EXERCISE TASK 1
Return the part of the eyeglasses passage beginning with "Warranty- This is" and continuing through "Bad fucking move.", reproduced word for word.

SELECTED EXTRACT
****

The material in your frame is made of can be plastic or metal, and really which ever is up to you, but I dislike plastic for some very specific reasons. No-line bifocals don't work very well in them because there is no ability to adjust them vertically. Plastic frames are a pain in the ass to adjust in general, and the lenses can be hard to get in and out and they can become loose in hot temperatures. Some people do look better in plastic than metal but these are usually young girls and women from age sixteen to twenty-five. They are good for the emo-look, but I've never much liked the emo-look. Some people may have metal allergies, but titanium and stainless steel frames are a better alternative to plastic. Titanium has the added benefit of being able to bend and not break. You can sleep with them on and they would probably be fine.

Warranty- This is a must. If the store you are buying glasses from offers you a warranty, buy it. You may think that you can get by without one, but shit happens and how would you like to fork over another three hundred bucks because you didn't want to pay the twenty or so dollars at the time of purchase? Bad fucking move.

****

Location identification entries

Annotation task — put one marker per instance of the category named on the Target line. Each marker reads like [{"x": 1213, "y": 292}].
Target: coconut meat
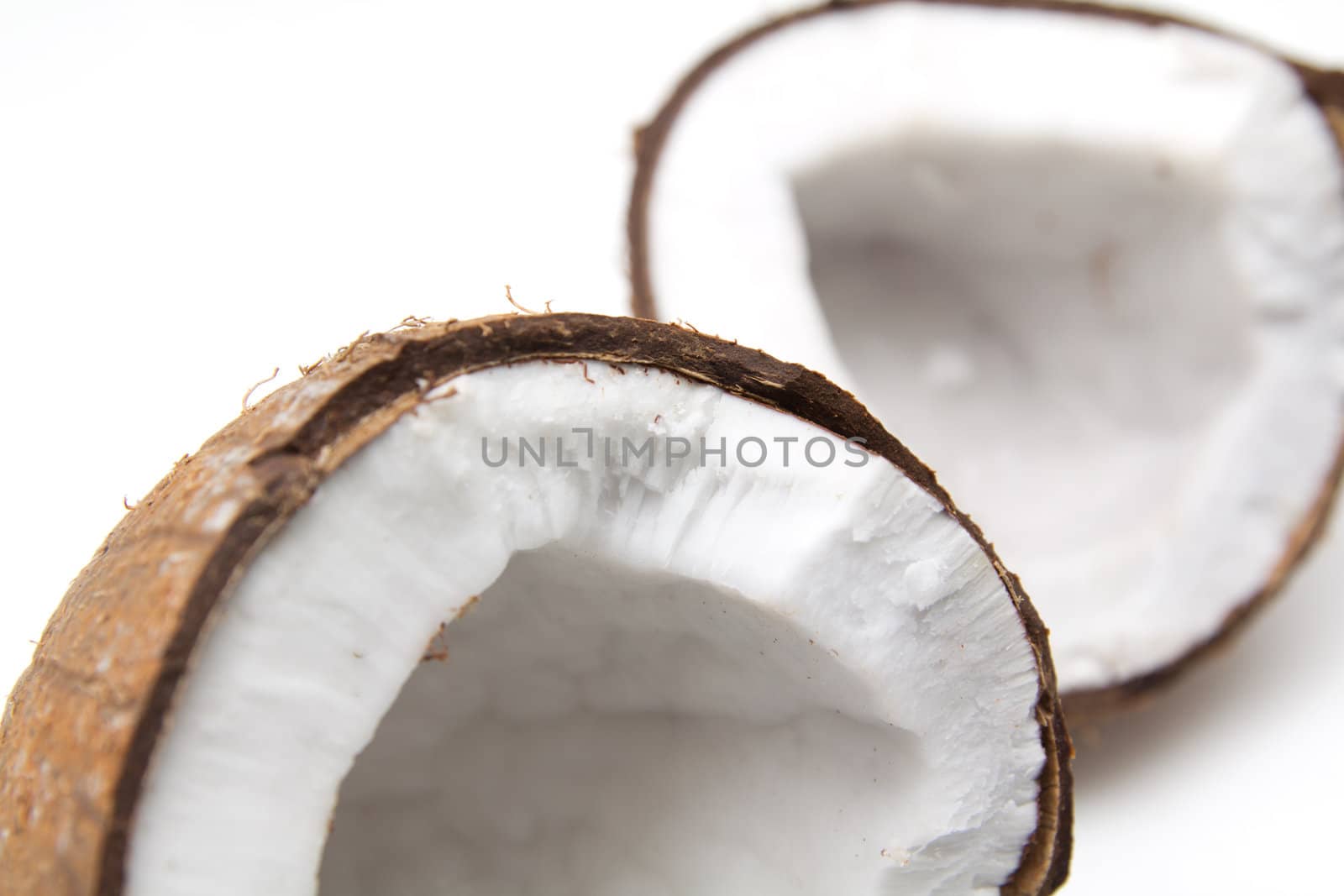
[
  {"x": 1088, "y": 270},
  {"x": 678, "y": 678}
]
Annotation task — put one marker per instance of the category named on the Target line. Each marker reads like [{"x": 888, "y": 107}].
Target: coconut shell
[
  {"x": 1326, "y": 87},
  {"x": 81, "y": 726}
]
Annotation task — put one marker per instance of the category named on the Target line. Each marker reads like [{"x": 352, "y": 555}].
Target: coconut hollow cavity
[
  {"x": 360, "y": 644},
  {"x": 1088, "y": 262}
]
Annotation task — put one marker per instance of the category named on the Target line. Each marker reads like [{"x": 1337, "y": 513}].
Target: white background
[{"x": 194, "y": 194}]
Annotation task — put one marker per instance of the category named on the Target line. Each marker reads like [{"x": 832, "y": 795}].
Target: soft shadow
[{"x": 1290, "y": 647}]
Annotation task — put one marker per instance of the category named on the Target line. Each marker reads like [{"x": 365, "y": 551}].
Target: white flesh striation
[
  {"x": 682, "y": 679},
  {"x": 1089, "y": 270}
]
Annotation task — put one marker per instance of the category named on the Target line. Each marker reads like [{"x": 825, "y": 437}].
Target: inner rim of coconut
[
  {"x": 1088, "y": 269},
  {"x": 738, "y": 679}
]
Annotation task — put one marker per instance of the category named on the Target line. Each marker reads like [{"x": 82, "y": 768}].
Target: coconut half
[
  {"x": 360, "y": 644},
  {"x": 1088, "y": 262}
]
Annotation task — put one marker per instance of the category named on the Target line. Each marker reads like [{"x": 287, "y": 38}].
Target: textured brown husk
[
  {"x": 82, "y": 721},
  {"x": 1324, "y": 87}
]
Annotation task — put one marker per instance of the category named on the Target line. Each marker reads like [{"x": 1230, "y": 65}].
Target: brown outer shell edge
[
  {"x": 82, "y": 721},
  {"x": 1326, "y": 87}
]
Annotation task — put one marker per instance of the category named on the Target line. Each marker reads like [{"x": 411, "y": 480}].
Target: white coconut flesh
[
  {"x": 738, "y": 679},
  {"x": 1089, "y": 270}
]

****

EXERCISE TASK 2
List each line of the listing above that contains the word "white", copying every such line in full.

COMPLETE OUTPUT 1
Warranty- This is a must. If the store you are buying glasses from offers you a warranty, buy it. You may think that you can get by without one, but shit happens and how would you like to fork over another three hundred bucks because you didn't want to pay the twenty or so dollars at the time of purchase? Bad fucking move.

COMPLETE OUTPUT 2
Target: white background
Target: white flesh striation
Target: white coconut flesh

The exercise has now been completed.